'''

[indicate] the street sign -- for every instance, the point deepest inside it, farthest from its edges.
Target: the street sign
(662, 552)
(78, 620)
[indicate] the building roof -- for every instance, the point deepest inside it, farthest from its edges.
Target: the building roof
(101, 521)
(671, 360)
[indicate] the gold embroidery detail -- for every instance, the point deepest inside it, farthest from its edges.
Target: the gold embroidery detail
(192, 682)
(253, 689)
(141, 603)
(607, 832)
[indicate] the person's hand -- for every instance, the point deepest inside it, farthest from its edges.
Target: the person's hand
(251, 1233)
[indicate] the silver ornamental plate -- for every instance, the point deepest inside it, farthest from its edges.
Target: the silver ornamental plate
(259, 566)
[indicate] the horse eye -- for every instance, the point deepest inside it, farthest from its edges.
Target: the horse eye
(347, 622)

'''

TO DO: Output the line holding "Target: the street sign", then every later line through the end of the records above, exactly as given and nothing else.

EXERCISE ANSWER:
Target: the street sign
(662, 552)
(78, 620)
[indicate] the building roof -- for every instance, the point deepest inside it, farthest from its edges.
Target: the building roof
(101, 521)
(671, 360)
[indicate] the gold embroidery detail -- for every instance, the point deepest inside it, farthest from its edges.
Target: the gold embroidery detail
(192, 682)
(253, 689)
(141, 603)
(607, 832)
[indicate] the person's hand -- for every instance, the point deepest inside it, farthest from its edges.
Target: the person's hand
(251, 1233)
[indicate] the silver ornamental plate -- for every instance, the point deepest inside it, farthest from its edges.
Target: the silver ornamental plate
(259, 566)
[indicate] the horse eye -- for every instance, the point deepest inside it, farthest from its edges.
Target: the horse eye
(347, 622)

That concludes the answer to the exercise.